- [TEXTAUSZUG]:
______
28. Dezember 2015 1 Likes 1

Mit dem Hugo zu den Sternen

Hardy Kettlitz erschließt die ersten dreißig Jahre des renommierten Science-Fiction-Preises

Lesezeit: 3 min.

Es dürfte wohl kaum jemanden aus der Science-Fiction-Leserschaft geben, der den „Hugo“ nicht kennt: Die Auszeichnung wurde 1953 erstmals verliehen und genießt seither hohes Ansehen, weil sie auf dem Urteil von Lesern (und nicht etwa auf dem von Kritikern oder Experten) beruht. Entsprechend gern wird sie in der Werbung eingesetzt, um zusätzliche Aufmerksamkeit zu erzeugen. Das Buch „Die Hugo-Awards“ von Hardy Kettlitz fasst die Preisträgerinnen und -träger der Jahre 1953 bis 1984 zusammen, schildert Wissenswertes über die Prämierten sowie ihre Werke und vergisst dabei auch nicht, mögliche Fehlentscheidungen oder Alternativen bei der Vergabe aufzuzeigen.

Die Idee zum Hugo stammt von einem Fan namens Hal Lynch und war von den Oscars der National Film Academy inspiriert. 1953 wurde der „Science Fiction Achievement Award“ erstmals verliehen; seit 1955 geschieht dies einmal pro Jahr beim Worldcon der World Science Fiction Society. Stimmberechtigt sind alle Teilnehmer. Da die Auszeichnung zu Ehren von Hugo Gernsback vergeben wird, gilt die Bezeichnung Hugo seit 1958 als offizielle Namensvariante. Gernsback (1884–1967) prägte mit den von ihm herausgegebenen Magazinen wie Amazing Stories das Genre und gilt als „Vater“ der frühen technikorientierten Science-Fiction; daneben schrieb er Prosa („Ralph 124C 41+“, 1911) und betätigte sich als Erfinder. Der Hugo wird in mehreren Kategorien verliehen, die über die Jahre wechselten; in der Öffentlichkeit gilt er aber vor allem als Preis für Literatur.

Den Auftakt bei den Romanen machte 1953 „The Demolished Man“ (dt. „Demolition“) von Alfred Bester, in der Tat eines der großartigsten Werke, das die Science-Fiction hervorgebracht hat. Ohnehin liest sich die Liste der Preisträger wie ein Who’s who der angloamerikanischen SF, da neben erwartbaren Kandidaten wie Isaac Asimov, Arthur C. Clarke oder Robert A. Heinlein auch literarisch ambitionierte Vertreter wie etwa Ursula K. Le Guin, Fritz Leiber oder Walter M. Miller jr. prämiert wurden. Allerdings erhielt Philip K. Dick die Auszeichnung nur für einen seiner zahlreichen Romane, nämlich 1963 für „The Man in the High Castle“ (dt. „Das Orakel vom Berge“). Ebenso irritierend ist es, dass Larry Niven den Hugo 1976 für seine klischeegesättigte Erzählung „The Borderland of Sol“ (dt. „Im Grenzland der Sonne“) bekam, obwohl auch Arbeiten von George R. R. Martin und Tom Reamy zur Auswahl standen. Missgriffe wie diese erstaunen ebenso wie das fast vollständige Fehlen von J. G. Ballard und Cordwainer Smith. Andererseits erhielten Harlan Ellison (im Shop) und Samuel R. Delany den Hugo gleich mehrfach.
______
- [DATENAUSZÜGE]:
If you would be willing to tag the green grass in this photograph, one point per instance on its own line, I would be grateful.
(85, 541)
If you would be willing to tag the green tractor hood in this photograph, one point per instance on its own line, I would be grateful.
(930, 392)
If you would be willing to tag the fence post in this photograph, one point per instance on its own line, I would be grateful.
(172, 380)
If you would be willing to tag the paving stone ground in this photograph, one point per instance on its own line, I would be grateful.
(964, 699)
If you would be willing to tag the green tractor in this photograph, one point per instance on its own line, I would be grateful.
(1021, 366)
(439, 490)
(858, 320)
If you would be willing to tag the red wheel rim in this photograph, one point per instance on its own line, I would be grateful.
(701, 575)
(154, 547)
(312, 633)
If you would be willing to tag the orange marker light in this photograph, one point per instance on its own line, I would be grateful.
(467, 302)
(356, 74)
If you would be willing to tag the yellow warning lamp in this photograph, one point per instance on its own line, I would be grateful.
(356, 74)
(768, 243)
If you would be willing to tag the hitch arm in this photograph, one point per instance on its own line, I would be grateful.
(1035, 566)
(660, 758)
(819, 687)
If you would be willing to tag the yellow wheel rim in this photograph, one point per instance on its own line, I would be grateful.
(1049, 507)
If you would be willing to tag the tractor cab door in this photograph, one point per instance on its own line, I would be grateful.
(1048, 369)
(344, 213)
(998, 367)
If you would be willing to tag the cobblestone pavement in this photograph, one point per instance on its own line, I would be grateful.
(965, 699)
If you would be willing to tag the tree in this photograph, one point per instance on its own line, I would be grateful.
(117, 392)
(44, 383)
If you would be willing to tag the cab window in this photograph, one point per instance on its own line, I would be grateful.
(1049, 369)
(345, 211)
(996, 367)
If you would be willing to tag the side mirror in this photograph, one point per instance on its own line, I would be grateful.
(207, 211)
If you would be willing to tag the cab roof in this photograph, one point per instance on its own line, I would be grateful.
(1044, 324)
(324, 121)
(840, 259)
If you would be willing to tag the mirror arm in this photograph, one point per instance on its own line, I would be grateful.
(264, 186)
______
- [AUFGABE]:
Bitte schreibe den Textauszug über den Hugo-Preis im Anschluss an seinen letzten Satz weiter.

- [ERGEBNIS]:
Kritische Anmerkungen zur Vergabepraxis zeichnen „Die Hugo-Awards“ ebenso aus wie eine Liste der nominierten, aber eben nicht prämierten Werke, die stets mit der deutschen Übersetzung genannt werden. Hier hat Hardy Kettlitz, der Herausgeber der Reihe SF-Personality, eine beeindruckende Arbeit geleistet, die durch enorme Nützlichkeit besticht – zumal ein Register unmittelbaren Zugriff erlaubt. Die Inhaltsangaben und Einordnungen sind zumeist treffend, nur selten – und bei der enormen Materialfülle verständlich – geht etwas daneben. So webt auch Kettlitz an der Legende, John Brunners „Stand on Zanzibar“ („Morgenwelt“, im Shop) wäre ein „nicht einfach zu lesendes Buch“, was der Verfasser dieser Zeilen entschieden verneint. Doch kleine Fehlschlüsse dieser Art können den Rang von Kettlitz‘ Arbeit nicht mindern.

„Die Hugo-Awards 1953–1984“ ist nicht nur sauber recherchiert und prägnant zusammengestellt, sondern macht auch Lust, die referierten Werke endlich wieder einmal selbst in die Hände zu nehmen. Zudem hat Kettlitz sein Buch mit vielen Abbildungen und einem übersichtlichen Layout höchst angenehm lesbar eingerichtet. Wer es einmal in die Hand genommen hat, wird es daher so schnell nicht wieder zur Seite legen.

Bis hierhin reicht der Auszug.